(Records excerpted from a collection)
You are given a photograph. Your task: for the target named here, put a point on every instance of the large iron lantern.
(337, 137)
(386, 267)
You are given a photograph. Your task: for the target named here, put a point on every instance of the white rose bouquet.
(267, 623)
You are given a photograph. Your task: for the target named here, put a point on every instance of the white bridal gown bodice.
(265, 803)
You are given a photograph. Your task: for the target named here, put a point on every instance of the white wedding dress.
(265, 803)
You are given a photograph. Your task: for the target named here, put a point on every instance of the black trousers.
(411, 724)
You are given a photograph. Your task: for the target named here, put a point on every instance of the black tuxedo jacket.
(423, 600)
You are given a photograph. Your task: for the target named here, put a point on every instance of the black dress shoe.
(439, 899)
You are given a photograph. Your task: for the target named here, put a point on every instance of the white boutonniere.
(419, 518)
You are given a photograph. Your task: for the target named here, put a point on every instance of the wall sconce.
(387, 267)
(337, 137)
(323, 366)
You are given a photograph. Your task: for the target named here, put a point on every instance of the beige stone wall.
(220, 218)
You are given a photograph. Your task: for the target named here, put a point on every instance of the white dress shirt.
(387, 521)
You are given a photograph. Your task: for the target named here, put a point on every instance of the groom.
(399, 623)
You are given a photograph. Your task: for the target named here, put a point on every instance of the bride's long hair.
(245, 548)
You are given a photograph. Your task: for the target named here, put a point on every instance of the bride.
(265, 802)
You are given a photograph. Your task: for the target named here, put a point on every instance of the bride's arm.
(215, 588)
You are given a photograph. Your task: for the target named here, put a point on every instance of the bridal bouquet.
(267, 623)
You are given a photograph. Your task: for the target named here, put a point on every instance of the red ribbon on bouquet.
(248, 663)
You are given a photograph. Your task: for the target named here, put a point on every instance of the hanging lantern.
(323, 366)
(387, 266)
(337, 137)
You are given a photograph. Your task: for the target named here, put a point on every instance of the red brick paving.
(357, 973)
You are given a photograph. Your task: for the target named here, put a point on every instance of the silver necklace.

**Your goal:** With no line skipped, copy the entries exactly as written.

**Response:**
You are given a photograph. Your task: for the target named here, put a point on every instance of the large iron lantern.
(337, 137)
(386, 267)
You are given a photograph. Your task: for the target named here, put a point on every instance of the white rose bouquet.
(267, 623)
You are given a photograph. Your task: for the target named here, put a point on every instance of the white bridal gown bodice.
(265, 803)
You are given a photograph. Your task: for the target named here, put a point on every instance of the white wedding dress.
(265, 803)
You are given a photograph. Your task: for the target named here, put a point on every instance of the black trousers.
(411, 724)
You are given a photograph. Your task: for the target named here, put a point on every instance of the black tuxedo jacket.
(423, 600)
You are given a photograph. Your task: for the target named here, put a point on every instance of the black dress shoe.
(439, 899)
You are given a photograph. Your task: for the target named here, put a point on every instance of the white boutonniere.
(419, 518)
You are given a photograph. Your task: for the target named here, put a point on every instance of the wall sconce.
(387, 267)
(337, 137)
(323, 366)
You are given a photograph. Your task: for the target named here, put a point on every instance of the beige stone wall.
(220, 218)
You are given a photograph. Your task: for the target named here, put a point on every instance of the white dress shirt.
(387, 521)
You are given a photograph. Your task: for the target named here, put a point on every instance of the groom.
(399, 623)
You are given a photograph. Your task: for the target named here, put a point on every instance of the bride's long hair.
(245, 548)
You are given a photograph. Your task: for the target named here, put a point on every instance of the bride.
(265, 802)
You are given a photograph. Your task: for the target named here, put a point on every instance of the bride's arm.
(215, 588)
You are given a photograph. Your task: for the target named here, put a point on every instance of the bridal bouquet.
(267, 623)
You are given a photograph. Your task: for the target named here, put a point on every instance of the red ribbon on bouquet.
(248, 663)
You are given a photograph. Your task: for the target named here, put a point on every instance of the hanging lantern.
(323, 366)
(387, 266)
(337, 137)
You are given a photograph. Your task: for the target named here, put a point on every instance of the red brick paving.
(357, 973)
You are given a photograph. Your task: for the target named here, put a point on every instance of the silver necklace.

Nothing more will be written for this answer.